◆ **TASK REQUIREMENTS**: Using the material that follows, work out how many lines include the word "parts". Your answer should be that number only.

◆ **EXCERPTED RECORDS**:
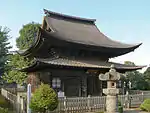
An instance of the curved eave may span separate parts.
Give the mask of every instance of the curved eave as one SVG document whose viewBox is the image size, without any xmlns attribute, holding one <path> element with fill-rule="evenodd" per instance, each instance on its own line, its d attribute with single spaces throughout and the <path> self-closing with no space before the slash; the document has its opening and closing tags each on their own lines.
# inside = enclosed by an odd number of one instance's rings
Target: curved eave
<svg viewBox="0 0 150 113">
<path fill-rule="evenodd" d="M 115 46 L 105 46 L 105 45 L 89 45 L 89 44 L 86 44 L 84 42 L 76 42 L 74 40 L 65 40 L 63 39 L 63 36 L 62 35 L 59 35 L 57 32 L 47 32 L 43 29 L 41 29 L 41 33 L 43 34 L 43 36 L 46 36 L 47 40 L 60 40 L 62 42 L 66 42 L 68 43 L 69 45 L 77 45 L 79 47 L 84 47 L 84 48 L 92 48 L 93 50 L 96 50 L 96 51 L 99 51 L 99 50 L 102 50 L 102 52 L 104 51 L 110 51 L 110 52 L 116 52 L 118 54 L 116 54 L 115 56 L 112 56 L 112 57 L 117 57 L 117 56 L 120 56 L 120 55 L 124 55 L 126 53 L 129 53 L 129 52 L 132 52 L 134 51 L 136 48 L 138 48 L 140 45 L 142 45 L 142 43 L 139 43 L 139 44 L 135 44 L 135 45 L 129 45 L 129 44 L 123 44 L 123 45 L 126 45 L 126 47 L 124 46 L 121 46 L 122 43 L 120 43 L 120 47 L 115 47 Z M 115 41 L 114 41 L 115 43 Z M 118 43 L 118 42 L 117 42 Z M 63 44 L 63 43 L 61 43 Z M 59 45 L 61 45 L 59 44 Z"/>
<path fill-rule="evenodd" d="M 44 38 L 43 38 L 44 37 Z M 21 50 L 21 51 L 18 51 L 17 53 L 22 55 L 22 56 L 30 56 L 32 55 L 33 53 L 36 54 L 36 51 L 42 47 L 42 46 L 45 46 L 45 44 L 47 44 L 49 41 L 49 44 L 51 43 L 51 40 L 56 40 L 56 41 L 61 41 L 61 42 L 64 42 L 66 43 L 67 45 L 76 45 L 78 47 L 83 47 L 85 49 L 92 49 L 92 50 L 96 50 L 96 51 L 101 51 L 101 52 L 112 52 L 112 56 L 109 56 L 109 57 L 117 57 L 117 56 L 120 56 L 120 55 L 124 55 L 126 53 L 129 53 L 131 51 L 134 51 L 136 48 L 138 48 L 142 43 L 140 44 L 137 44 L 137 45 L 130 45 L 130 46 L 127 46 L 126 48 L 121 48 L 121 45 L 120 47 L 115 47 L 115 46 L 110 46 L 110 47 L 107 47 L 105 45 L 101 46 L 95 46 L 95 45 L 89 45 L 89 44 L 85 44 L 85 43 L 80 43 L 80 42 L 75 42 L 75 41 L 71 41 L 71 40 L 63 40 L 62 38 L 63 36 L 60 36 L 57 32 L 47 32 L 45 30 L 43 30 L 42 28 L 39 28 L 39 31 L 38 31 L 38 35 L 36 37 L 36 40 L 35 42 L 33 43 L 33 45 L 26 49 L 26 50 Z M 46 41 L 44 41 L 46 40 Z M 45 43 L 45 44 L 44 44 Z M 62 46 L 64 43 L 61 43 Z M 60 46 L 61 44 L 59 44 L 58 46 Z M 57 44 L 56 44 L 57 45 Z M 47 48 L 49 49 L 49 48 Z M 111 54 L 111 53 L 110 53 Z"/>
<path fill-rule="evenodd" d="M 126 70 L 126 71 L 135 71 L 135 70 L 140 70 L 142 68 L 144 68 L 146 66 L 135 66 L 135 67 L 121 67 L 121 68 L 117 68 L 117 70 Z"/>
<path fill-rule="evenodd" d="M 41 28 L 39 28 L 37 32 L 37 37 L 35 37 L 35 42 L 28 48 L 24 50 L 19 50 L 17 53 L 21 56 L 30 56 L 31 54 L 35 53 L 36 50 L 40 47 L 41 43 L 43 43 L 43 39 L 41 38 Z"/>
<path fill-rule="evenodd" d="M 108 62 L 109 63 L 109 62 Z M 113 63 L 111 63 L 113 64 Z M 116 65 L 116 64 L 115 64 Z M 118 64 L 118 66 L 116 67 L 116 70 L 118 72 L 124 73 L 127 71 L 135 71 L 135 70 L 139 70 L 142 69 L 146 66 L 120 66 L 119 65 L 123 65 L 123 64 Z M 65 63 L 60 63 L 60 62 L 45 62 L 45 61 L 39 61 L 36 60 L 36 62 L 34 62 L 32 65 L 21 69 L 20 71 L 22 72 L 34 72 L 34 71 L 38 71 L 38 70 L 42 70 L 42 69 L 46 69 L 46 68 L 50 68 L 50 69 L 95 69 L 95 70 L 104 70 L 105 72 L 109 71 L 110 66 L 106 66 L 106 65 L 93 65 L 93 64 L 86 64 L 81 62 L 80 65 L 77 64 L 65 64 Z"/>
</svg>

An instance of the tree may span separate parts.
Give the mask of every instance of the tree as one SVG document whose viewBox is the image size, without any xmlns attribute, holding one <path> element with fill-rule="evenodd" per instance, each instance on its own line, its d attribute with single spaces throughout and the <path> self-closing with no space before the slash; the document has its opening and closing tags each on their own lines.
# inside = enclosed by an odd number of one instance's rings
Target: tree
<svg viewBox="0 0 150 113">
<path fill-rule="evenodd" d="M 48 84 L 41 84 L 40 87 L 33 93 L 30 102 L 31 110 L 46 113 L 47 110 L 55 110 L 57 106 L 57 94 Z"/>
<path fill-rule="evenodd" d="M 27 49 L 34 43 L 39 27 L 40 24 L 35 22 L 31 22 L 23 26 L 23 28 L 19 31 L 20 36 L 16 40 L 17 47 L 20 50 Z"/>
<path fill-rule="evenodd" d="M 144 72 L 144 79 L 148 83 L 149 89 L 150 89 L 150 67 L 146 69 Z"/>
<path fill-rule="evenodd" d="M 2 28 L 0 26 L 0 76 L 7 69 L 6 64 L 9 56 L 9 46 L 8 39 L 10 38 L 9 29 L 7 27 Z"/>
<path fill-rule="evenodd" d="M 36 37 L 40 24 L 31 22 L 23 26 L 19 31 L 20 36 L 16 40 L 16 45 L 19 50 L 29 48 Z M 9 57 L 8 71 L 4 74 L 3 79 L 9 83 L 16 82 L 18 84 L 26 81 L 27 75 L 25 72 L 20 72 L 18 69 L 25 68 L 33 63 L 33 59 L 29 59 L 18 54 L 13 54 Z"/>
<path fill-rule="evenodd" d="M 148 83 L 145 81 L 143 74 L 138 71 L 128 72 L 127 80 L 129 80 L 132 83 L 132 89 L 135 90 L 149 89 Z"/>
<path fill-rule="evenodd" d="M 135 66 L 134 62 L 131 62 L 131 61 L 125 61 L 124 64 L 130 65 L 130 66 Z"/>
<path fill-rule="evenodd" d="M 32 62 L 18 54 L 10 55 L 9 62 L 7 64 L 8 71 L 4 73 L 2 77 L 8 83 L 16 82 L 22 85 L 27 78 L 25 72 L 18 71 L 19 69 L 30 65 Z"/>
<path fill-rule="evenodd" d="M 126 61 L 125 64 L 135 66 L 135 64 L 130 61 Z M 145 81 L 144 75 L 139 71 L 126 72 L 126 81 L 131 82 L 132 89 L 135 90 L 149 89 L 148 83 Z"/>
</svg>

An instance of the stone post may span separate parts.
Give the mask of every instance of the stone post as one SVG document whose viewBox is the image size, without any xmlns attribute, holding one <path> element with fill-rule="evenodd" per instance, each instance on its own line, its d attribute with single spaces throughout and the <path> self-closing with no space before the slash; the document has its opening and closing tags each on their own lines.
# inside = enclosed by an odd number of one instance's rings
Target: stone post
<svg viewBox="0 0 150 113">
<path fill-rule="evenodd" d="M 107 88 L 103 89 L 106 97 L 106 113 L 117 113 L 117 95 L 119 89 L 116 87 L 116 82 L 120 79 L 120 73 L 116 72 L 114 65 L 111 66 L 109 72 L 100 74 L 99 79 L 107 81 Z"/>
<path fill-rule="evenodd" d="M 27 88 L 27 113 L 31 113 L 31 109 L 29 107 L 30 100 L 31 100 L 31 84 L 28 84 L 28 88 Z"/>
<path fill-rule="evenodd" d="M 130 108 L 129 92 L 126 93 L 125 97 L 125 107 Z"/>
</svg>

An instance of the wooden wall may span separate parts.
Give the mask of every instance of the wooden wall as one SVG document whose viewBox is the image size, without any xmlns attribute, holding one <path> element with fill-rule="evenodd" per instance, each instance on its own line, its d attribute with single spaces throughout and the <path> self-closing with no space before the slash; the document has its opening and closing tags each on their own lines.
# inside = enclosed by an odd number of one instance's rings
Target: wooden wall
<svg viewBox="0 0 150 113">
<path fill-rule="evenodd" d="M 28 82 L 33 85 L 33 90 L 41 82 L 52 86 L 52 79 L 60 78 L 61 87 L 55 90 L 65 92 L 65 96 L 102 95 L 102 83 L 98 75 L 87 74 L 84 70 L 45 69 L 40 72 L 29 73 L 28 75 Z"/>
</svg>

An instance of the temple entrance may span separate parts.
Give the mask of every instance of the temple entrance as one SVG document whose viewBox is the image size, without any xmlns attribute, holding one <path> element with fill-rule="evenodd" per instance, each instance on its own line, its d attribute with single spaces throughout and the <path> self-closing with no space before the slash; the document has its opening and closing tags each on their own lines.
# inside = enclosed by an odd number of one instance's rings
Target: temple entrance
<svg viewBox="0 0 150 113">
<path fill-rule="evenodd" d="M 80 96 L 80 80 L 74 77 L 64 79 L 64 92 L 67 97 Z"/>
<path fill-rule="evenodd" d="M 87 78 L 87 92 L 91 96 L 100 96 L 102 95 L 102 84 L 96 75 L 88 76 Z"/>
</svg>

◆ **RESPONSE FOR THIS EXERCISE**: 5